[THE RECORDS Boundary: Start]

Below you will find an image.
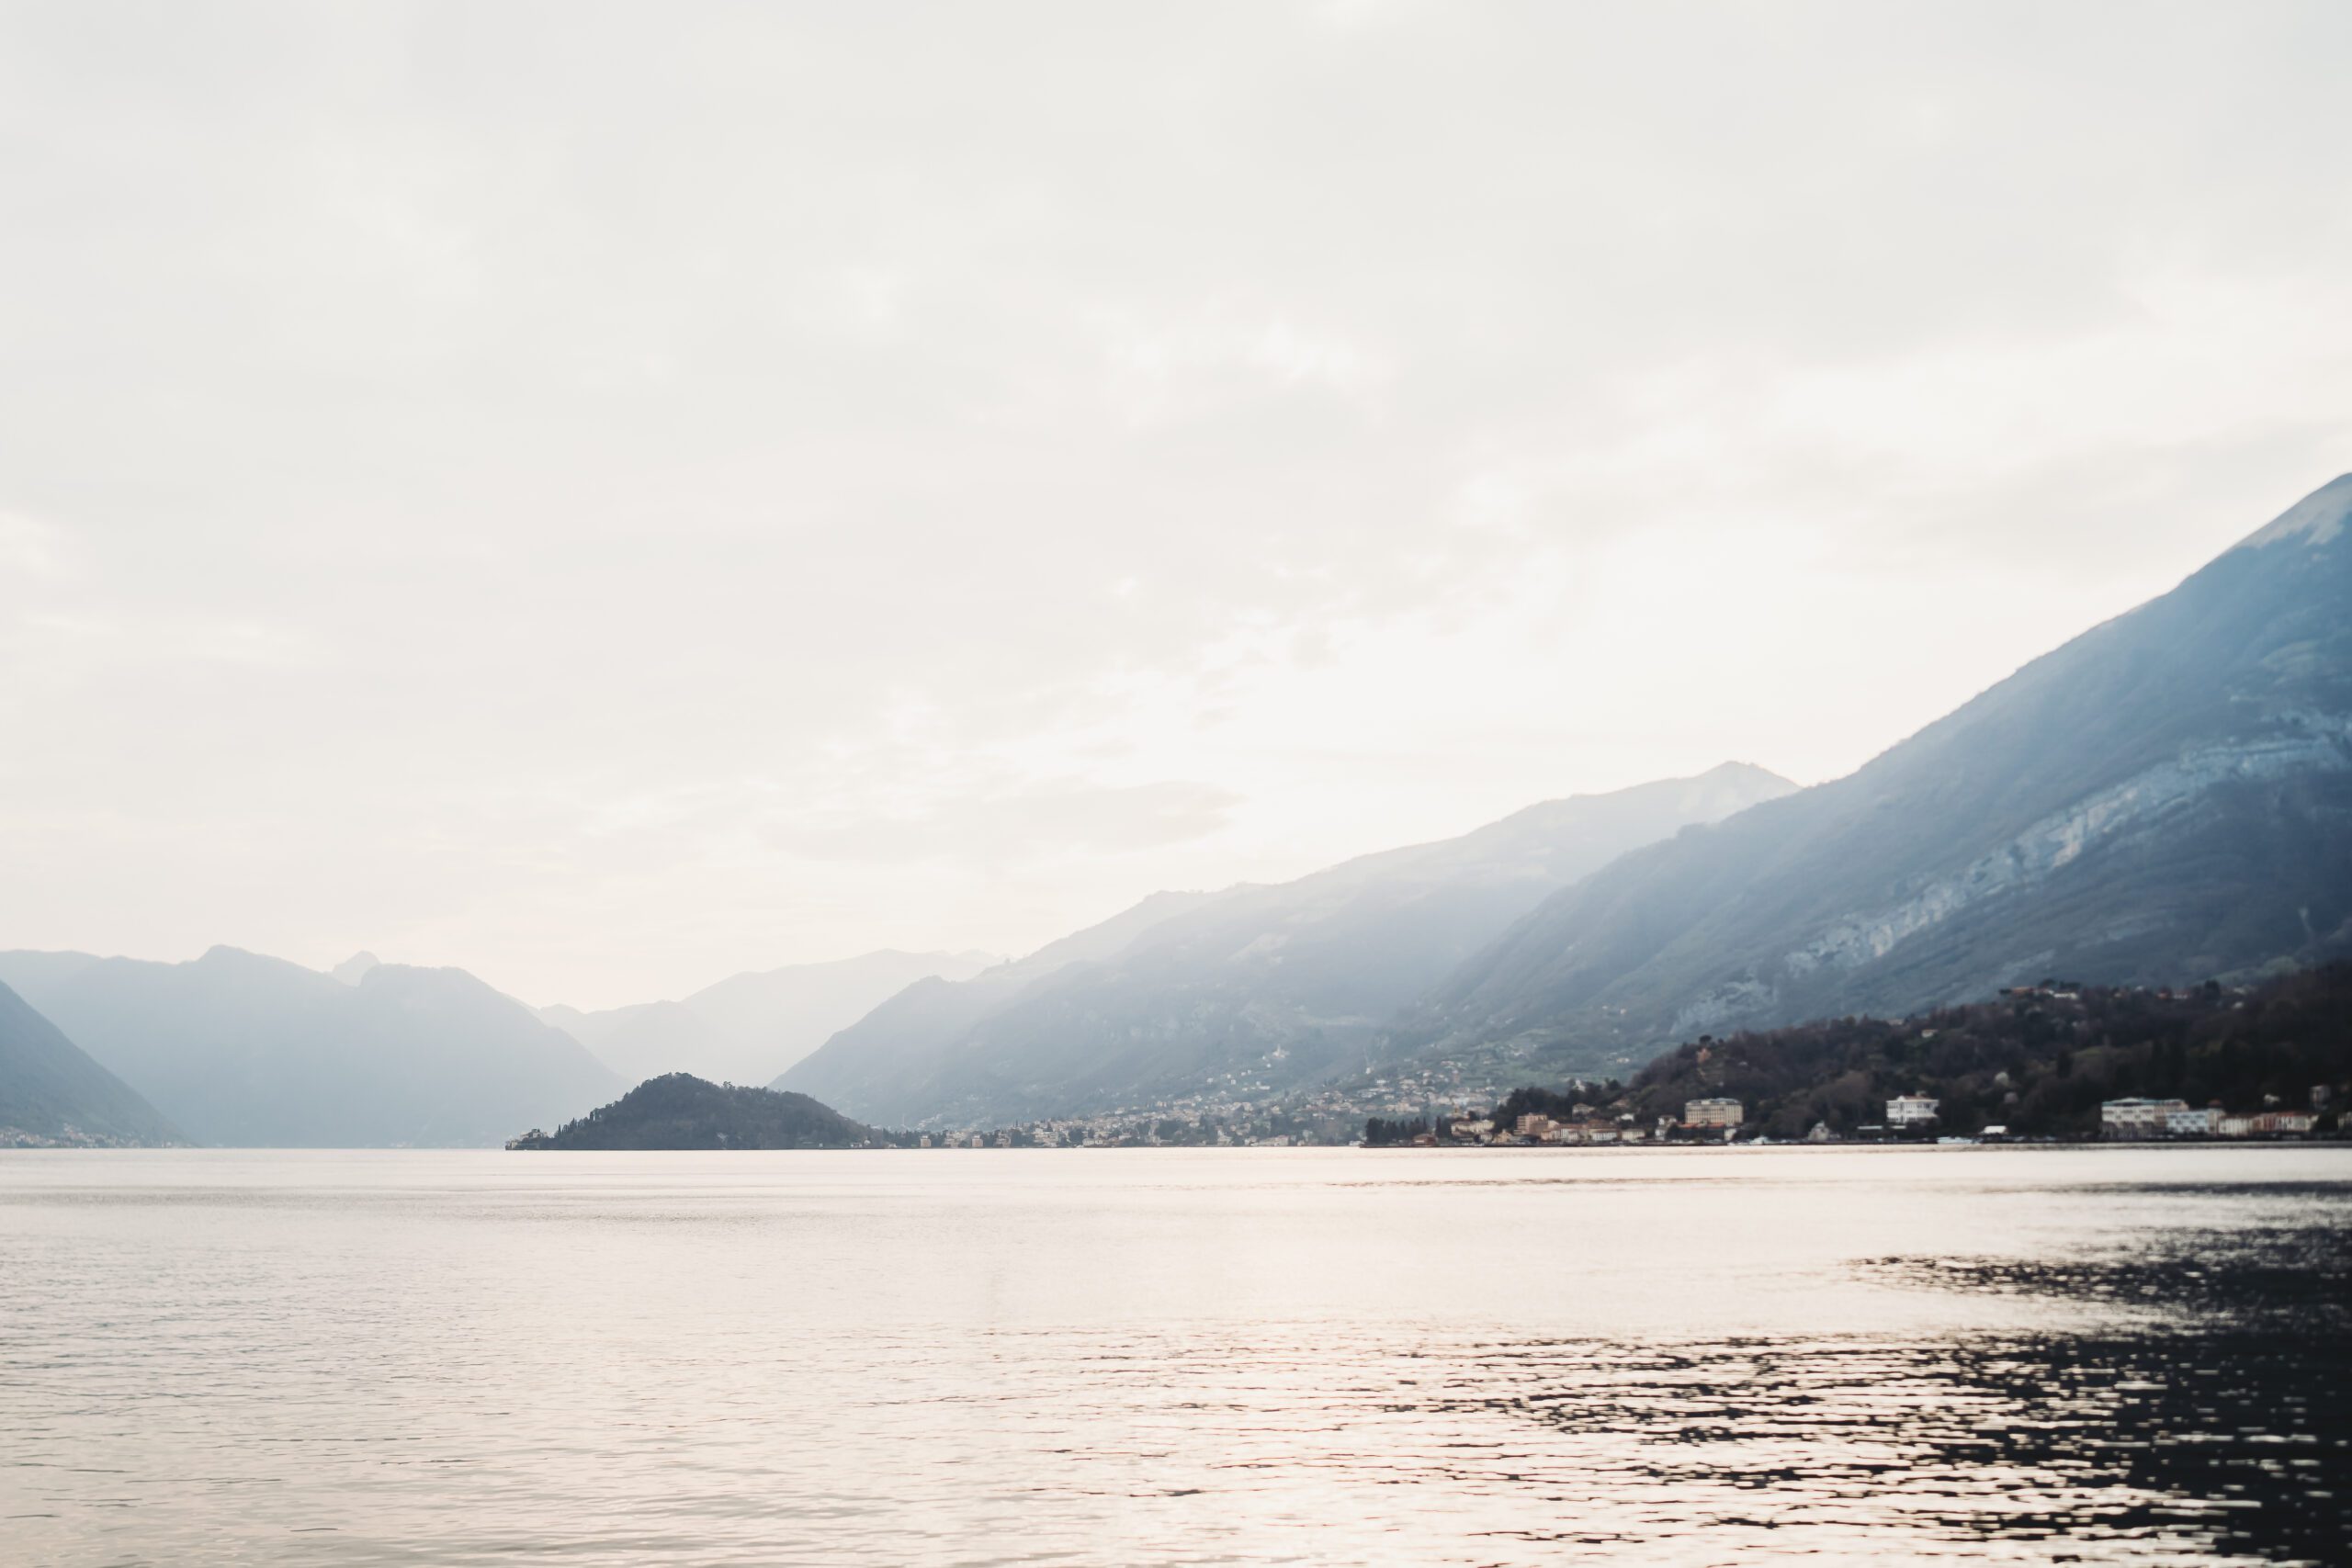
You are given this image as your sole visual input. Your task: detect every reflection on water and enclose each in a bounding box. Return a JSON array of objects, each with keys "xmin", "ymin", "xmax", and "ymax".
[
  {"xmin": 1433, "ymin": 1328, "xmax": 2344, "ymax": 1562},
  {"xmin": 1, "ymin": 1147, "xmax": 2346, "ymax": 1565}
]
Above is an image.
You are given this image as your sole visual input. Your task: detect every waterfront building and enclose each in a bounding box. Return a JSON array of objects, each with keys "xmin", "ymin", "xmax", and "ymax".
[
  {"xmin": 2164, "ymin": 1106, "xmax": 2221, "ymax": 1136},
  {"xmin": 2101, "ymin": 1098, "xmax": 2190, "ymax": 1138},
  {"xmin": 1684, "ymin": 1098, "xmax": 1743, "ymax": 1128}
]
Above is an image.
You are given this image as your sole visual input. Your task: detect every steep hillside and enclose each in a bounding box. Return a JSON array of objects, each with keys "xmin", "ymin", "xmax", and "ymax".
[
  {"xmin": 1402, "ymin": 476, "xmax": 2352, "ymax": 1079},
  {"xmin": 510, "ymin": 1073, "xmax": 889, "ymax": 1150},
  {"xmin": 1515, "ymin": 964, "xmax": 2350, "ymax": 1142},
  {"xmin": 548, "ymin": 948, "xmax": 995, "ymax": 1088},
  {"xmin": 0, "ymin": 947, "xmax": 617, "ymax": 1146},
  {"xmin": 785, "ymin": 765, "xmax": 1793, "ymax": 1125},
  {"xmin": 0, "ymin": 979, "xmax": 184, "ymax": 1146},
  {"xmin": 776, "ymin": 890, "xmax": 1222, "ymax": 1122}
]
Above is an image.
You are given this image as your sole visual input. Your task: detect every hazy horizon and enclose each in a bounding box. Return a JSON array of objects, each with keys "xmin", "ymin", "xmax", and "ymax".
[{"xmin": 5, "ymin": 2, "xmax": 2349, "ymax": 1007}]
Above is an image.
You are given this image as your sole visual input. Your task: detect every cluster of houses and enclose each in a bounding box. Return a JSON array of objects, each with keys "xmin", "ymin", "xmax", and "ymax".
[
  {"xmin": 1462, "ymin": 1095, "xmax": 1945, "ymax": 1145},
  {"xmin": 2098, "ymin": 1096, "xmax": 2322, "ymax": 1140},
  {"xmin": 1432, "ymin": 1098, "xmax": 1746, "ymax": 1145},
  {"xmin": 1497, "ymin": 1113, "xmax": 1655, "ymax": 1145}
]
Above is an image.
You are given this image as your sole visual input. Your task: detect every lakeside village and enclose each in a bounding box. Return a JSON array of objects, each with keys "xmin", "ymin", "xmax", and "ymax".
[
  {"xmin": 899, "ymin": 1087, "xmax": 2332, "ymax": 1151},
  {"xmin": 894, "ymin": 974, "xmax": 2351, "ymax": 1149},
  {"xmin": 1363, "ymin": 1089, "xmax": 2330, "ymax": 1147},
  {"xmin": 890, "ymin": 1085, "xmax": 2333, "ymax": 1151}
]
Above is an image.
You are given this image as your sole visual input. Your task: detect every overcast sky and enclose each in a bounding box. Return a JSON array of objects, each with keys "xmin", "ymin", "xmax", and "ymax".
[{"xmin": 3, "ymin": 2, "xmax": 2348, "ymax": 1008}]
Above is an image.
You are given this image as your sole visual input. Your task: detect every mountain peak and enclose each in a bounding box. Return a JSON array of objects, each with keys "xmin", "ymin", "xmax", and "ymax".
[
  {"xmin": 2234, "ymin": 473, "xmax": 2352, "ymax": 552},
  {"xmin": 331, "ymin": 952, "xmax": 380, "ymax": 987},
  {"xmin": 1696, "ymin": 760, "xmax": 1795, "ymax": 789}
]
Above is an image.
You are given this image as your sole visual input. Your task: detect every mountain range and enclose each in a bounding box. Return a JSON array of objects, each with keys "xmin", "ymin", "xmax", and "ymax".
[
  {"xmin": 780, "ymin": 764, "xmax": 1795, "ymax": 1124},
  {"xmin": 0, "ymin": 947, "xmax": 617, "ymax": 1146},
  {"xmin": 1390, "ymin": 474, "xmax": 2352, "ymax": 1080},
  {"xmin": 782, "ymin": 473, "xmax": 2352, "ymax": 1125},
  {"xmin": 6, "ymin": 475, "xmax": 2344, "ymax": 1145}
]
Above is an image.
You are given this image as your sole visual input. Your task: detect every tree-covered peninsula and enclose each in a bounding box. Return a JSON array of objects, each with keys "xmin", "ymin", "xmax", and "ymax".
[{"xmin": 509, "ymin": 1073, "xmax": 899, "ymax": 1150}]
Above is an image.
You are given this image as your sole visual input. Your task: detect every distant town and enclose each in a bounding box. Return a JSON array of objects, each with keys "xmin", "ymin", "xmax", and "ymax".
[{"xmin": 872, "ymin": 1085, "xmax": 2333, "ymax": 1152}]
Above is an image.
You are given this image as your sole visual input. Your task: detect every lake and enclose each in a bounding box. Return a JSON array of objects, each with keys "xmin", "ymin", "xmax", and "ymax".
[{"xmin": 3, "ymin": 1145, "xmax": 2346, "ymax": 1565}]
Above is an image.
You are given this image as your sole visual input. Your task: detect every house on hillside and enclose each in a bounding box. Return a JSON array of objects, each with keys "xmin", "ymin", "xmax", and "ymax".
[{"xmin": 1886, "ymin": 1095, "xmax": 1940, "ymax": 1129}]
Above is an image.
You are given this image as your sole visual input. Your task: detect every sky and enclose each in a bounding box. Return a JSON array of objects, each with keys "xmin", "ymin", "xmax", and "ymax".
[{"xmin": 3, "ymin": 1, "xmax": 2349, "ymax": 1009}]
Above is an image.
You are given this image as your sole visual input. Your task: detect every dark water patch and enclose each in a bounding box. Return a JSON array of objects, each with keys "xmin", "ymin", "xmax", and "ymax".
[
  {"xmin": 1860, "ymin": 1225, "xmax": 2352, "ymax": 1328},
  {"xmin": 1411, "ymin": 1331, "xmax": 2349, "ymax": 1563}
]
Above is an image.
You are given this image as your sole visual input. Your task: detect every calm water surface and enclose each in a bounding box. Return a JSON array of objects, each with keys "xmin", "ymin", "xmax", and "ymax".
[{"xmin": 3, "ymin": 1145, "xmax": 2346, "ymax": 1565}]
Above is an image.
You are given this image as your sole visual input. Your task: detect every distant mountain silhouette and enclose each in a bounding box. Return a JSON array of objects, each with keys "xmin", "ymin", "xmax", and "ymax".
[
  {"xmin": 0, "ymin": 979, "xmax": 183, "ymax": 1146},
  {"xmin": 542, "ymin": 948, "xmax": 997, "ymax": 1088},
  {"xmin": 776, "ymin": 892, "xmax": 1222, "ymax": 1119},
  {"xmin": 1396, "ymin": 475, "xmax": 2352, "ymax": 1079},
  {"xmin": 509, "ymin": 1073, "xmax": 885, "ymax": 1150},
  {"xmin": 0, "ymin": 947, "xmax": 617, "ymax": 1147},
  {"xmin": 780, "ymin": 766, "xmax": 1793, "ymax": 1123},
  {"xmin": 330, "ymin": 951, "xmax": 380, "ymax": 986}
]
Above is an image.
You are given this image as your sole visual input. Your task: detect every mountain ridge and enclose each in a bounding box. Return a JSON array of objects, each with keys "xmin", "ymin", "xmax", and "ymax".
[
  {"xmin": 0, "ymin": 945, "xmax": 617, "ymax": 1147},
  {"xmin": 781, "ymin": 762, "xmax": 1796, "ymax": 1124},
  {"xmin": 1391, "ymin": 474, "xmax": 2352, "ymax": 1078}
]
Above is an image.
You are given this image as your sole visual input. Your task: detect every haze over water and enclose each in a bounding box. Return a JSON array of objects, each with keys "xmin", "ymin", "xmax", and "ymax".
[{"xmin": 4, "ymin": 1145, "xmax": 2346, "ymax": 1566}]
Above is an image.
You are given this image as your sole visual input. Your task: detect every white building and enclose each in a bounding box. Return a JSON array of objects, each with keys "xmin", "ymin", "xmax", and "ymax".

[THE RECORDS Boundary: End]

REQUIREMENT: Your answer should hold the line with "every distant mountain" and each line after it to the end of the data, retyped exactly. Include no other lines.

TASK RESPONSE:
You are given this image as your sole visual input. Your task: detect every distant mountain silhouette and enclose each in a bounding box. Return a JSON array of objects, each with keys "xmin", "ymin", "xmax", and "ymax".
[
  {"xmin": 0, "ymin": 979, "xmax": 183, "ymax": 1146},
  {"xmin": 542, "ymin": 948, "xmax": 997, "ymax": 1088},
  {"xmin": 776, "ymin": 892, "xmax": 1222, "ymax": 1119},
  {"xmin": 1396, "ymin": 475, "xmax": 2352, "ymax": 1079},
  {"xmin": 509, "ymin": 1073, "xmax": 885, "ymax": 1150},
  {"xmin": 0, "ymin": 947, "xmax": 617, "ymax": 1147},
  {"xmin": 780, "ymin": 766, "xmax": 1793, "ymax": 1123},
  {"xmin": 330, "ymin": 951, "xmax": 380, "ymax": 986}
]
Above is an image.
You are given this image as your sole visual input. Your task: detect every mountain ridge and enclose each in a bounding box. Return a JSON array of objects, each with keys "xmin", "ymin", "xmax", and "ymax".
[
  {"xmin": 0, "ymin": 945, "xmax": 617, "ymax": 1147},
  {"xmin": 781, "ymin": 762, "xmax": 1796, "ymax": 1124},
  {"xmin": 1391, "ymin": 474, "xmax": 2352, "ymax": 1078}
]
Above is an image.
You are given this image as your sole visual input. Your task: detect every haze over water and enclose each in a bounding box. Return a JSON array of objects, each with keys "xmin", "ymin", "xmax", and "ymax".
[{"xmin": 4, "ymin": 1145, "xmax": 2346, "ymax": 1566}]
Above is an image.
You are given this image as your sole visual input. Your task: detect every white building and enclose each in a bounding box. Return a JSON array of objects, each with keys "xmin", "ymin", "xmax", and "ymax".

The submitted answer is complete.